La liberté et l’inquiétude de la vie animale …

La naissance fait sortir l’animal d’un milieu où il puisait directement sa subsistance. La satisfaction des besoins n’est plus immédiate. L’individu doit y pourvoir. Le différé entre le besoin et la satisfaction est la condition de possibilité du désir, dont le corrélat est le manque. L’individu est séparé de ce dont il veut s’approcher. L’existence animale est médiate et marquée par l’incomplétude: la distance entre le désir et son objet, le fait de vivre toujours en tendant vers quelque chose, l’expérience vécue de soi en transition, le déplacement entre ici et là … Le caractère indirect de la vie animale ouvre le champ de la souffrance et de la jouissance. L’animal mène une existence précaire dans un monde hostile dont il perçoit les dangers. La souffrance inhérente à son existence tient au manque et à la peur. Il est habité d’un sentiment inquiet, anxieux et malheureux (Hegel). Même sans représentation de la mort, il est hanté par la menace d’annihilation qui pèse sur lui, absorbé dans la préservation inquiète de sa vie et de celle de sa progéniture. L’espace et le temps sont constitutifs de l’expérience subjective: plus que des contenants extérieurs où s’inscriraient des points géographiques ou des événements, ils sont des dimensions inhérentes au sentir.

Travail demandé: Rédigez la suite du texte sur la liberté et l’inquiétude de la vie animale, en enchaînant directement après sa dernière phrase.

Données affichées:
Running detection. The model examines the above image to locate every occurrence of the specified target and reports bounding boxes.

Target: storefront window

Réponse attendue:
L’espace. C’est en s’éprouvant ici face aux choses qui sont là que l’animal fait l’expérience de lui-même et du monde. Le temps. En désirant ce qui est encore à venir, l’animal fait exister quelque chose sur le mode du pas encore. Il a, ce faisant, rapport au non-être. En ce sens, le désir fait figure d’analogon du langage, en tant qu’il rend présent ce qui est absent. Strauss illustre par l’exemple de la mélodie ce rapport au non-être dans sa dimension temporelle: nous ne percevons pas une musique comme une succession de notes séparées, mais comme une unité s’accomplissant.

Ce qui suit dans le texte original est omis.